The San Francisco man, Ross Ulbricht, was sentenced by US District Judge Katherine Forrest in a New York court after his conviction in February on seven charges including narcotics distribution and conspiring to commit computer hacking and money laundering.

The judge said the Silk Road enterprise, which enabled more than $200 million (183.34 million euros) in online drug sales using the bitcoin digital currency, had resulted in at least six drug-related deaths. She also cited five people Ulbricht tried to have killed at a cost of $650,000.

Forrest also demanded the forfeiture of $183.9 million in profits made from the Silk Road site, which Ulbricht, 31, operated from 2011 until his arrest in October 2013, using the alias "Dread Pirate Roberts," taken from the film "The Princess Bride."

Ulbricht's lawyer, Joshua Dratel, said an appeal against the life sentence would be made, calling the verdict "unreasonable, unjust and unfair."

Prosecutors had called for more than the 20-year mandatory minimum for such offenses, but had not demanded the life sentence.

Dark market

Ulbricht told the judge before sentencing that he had not built the website out of greed, and denied all wrongdoing.

He said he had wanted "to empower people to make choices in their lives and have privacy and anonymity."

Extracted records

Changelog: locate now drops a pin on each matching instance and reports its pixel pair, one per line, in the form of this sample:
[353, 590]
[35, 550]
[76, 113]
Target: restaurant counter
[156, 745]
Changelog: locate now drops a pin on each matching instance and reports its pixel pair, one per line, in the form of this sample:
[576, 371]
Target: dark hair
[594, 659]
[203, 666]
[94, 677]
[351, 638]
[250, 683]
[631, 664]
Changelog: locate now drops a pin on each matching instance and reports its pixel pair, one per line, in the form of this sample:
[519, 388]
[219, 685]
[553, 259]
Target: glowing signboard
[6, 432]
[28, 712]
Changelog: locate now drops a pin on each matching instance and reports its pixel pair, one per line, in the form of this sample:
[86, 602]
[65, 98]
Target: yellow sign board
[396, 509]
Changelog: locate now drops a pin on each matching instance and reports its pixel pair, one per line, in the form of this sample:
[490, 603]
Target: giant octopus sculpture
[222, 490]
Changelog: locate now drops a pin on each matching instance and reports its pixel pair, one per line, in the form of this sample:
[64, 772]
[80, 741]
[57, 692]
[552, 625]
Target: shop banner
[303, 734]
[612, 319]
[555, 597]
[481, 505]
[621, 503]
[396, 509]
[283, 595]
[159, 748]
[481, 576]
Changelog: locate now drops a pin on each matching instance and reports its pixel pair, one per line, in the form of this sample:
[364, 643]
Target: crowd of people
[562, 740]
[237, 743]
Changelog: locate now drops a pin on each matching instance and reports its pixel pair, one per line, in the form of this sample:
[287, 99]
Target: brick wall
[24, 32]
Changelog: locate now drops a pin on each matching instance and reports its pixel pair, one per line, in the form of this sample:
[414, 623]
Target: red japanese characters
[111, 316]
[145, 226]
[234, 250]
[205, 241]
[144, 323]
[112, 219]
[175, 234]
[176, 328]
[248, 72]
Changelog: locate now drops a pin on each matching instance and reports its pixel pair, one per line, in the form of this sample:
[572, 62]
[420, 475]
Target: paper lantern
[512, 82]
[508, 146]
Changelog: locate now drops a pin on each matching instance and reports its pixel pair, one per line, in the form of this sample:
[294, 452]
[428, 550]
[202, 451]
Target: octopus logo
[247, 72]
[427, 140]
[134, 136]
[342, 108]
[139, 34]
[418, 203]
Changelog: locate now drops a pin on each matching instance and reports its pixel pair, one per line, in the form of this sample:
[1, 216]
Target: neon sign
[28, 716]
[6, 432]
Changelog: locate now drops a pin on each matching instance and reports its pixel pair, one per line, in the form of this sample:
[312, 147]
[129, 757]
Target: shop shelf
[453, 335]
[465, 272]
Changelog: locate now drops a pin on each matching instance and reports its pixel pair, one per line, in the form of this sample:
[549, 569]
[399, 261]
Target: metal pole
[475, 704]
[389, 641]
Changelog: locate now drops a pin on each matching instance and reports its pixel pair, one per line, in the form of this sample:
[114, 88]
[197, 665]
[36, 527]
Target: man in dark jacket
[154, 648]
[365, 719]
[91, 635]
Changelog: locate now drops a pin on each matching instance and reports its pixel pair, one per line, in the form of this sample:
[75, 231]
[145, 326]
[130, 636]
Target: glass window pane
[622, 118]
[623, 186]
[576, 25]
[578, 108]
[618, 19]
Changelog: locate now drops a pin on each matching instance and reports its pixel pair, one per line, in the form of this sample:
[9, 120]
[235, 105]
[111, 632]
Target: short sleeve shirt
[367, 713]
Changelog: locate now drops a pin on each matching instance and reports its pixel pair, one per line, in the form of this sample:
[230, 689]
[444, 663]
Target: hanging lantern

Directive 1 » In the article on Ross Ulbricht's sentencing, what reason did Ulbricht give the judge for building the website? Answer in one to three sentences.
Directive 2 » Extend the article on Ross Ulbricht's sentencing, picking up after its last sentence.
None of this material is needed.

Exercise output 1 » Ulbricht told the judge he had not built the website out of greed. He said he had wanted "to empower people to make choices in their lives and have privacy and anonymity."

Exercise output 2 »
This account was rejected by Forrest, who said Ulbricht was "no better a person than any other drug dealer," citing written evidence in which he admitted to running a "goddamn multi-million-dollar criminal enterprise."

The Silk Road website used the Tor network - a system allowing users to communicate anonymously on the internet - and the bitcoin currency to allow drugs and other illicit goods to be traded easily by dealers in more than 10 countries in North America and Europe.

Prosecutors said the website generated more than $214 million in sales, and created a blueprint for other so-called "dark market" websites trading in a range of illegal products.

Such sites pose a massive challenge to law enforcement agencies, as they are almost impossible to monitor, and enable the operators and users to keep their identities and locations a secret.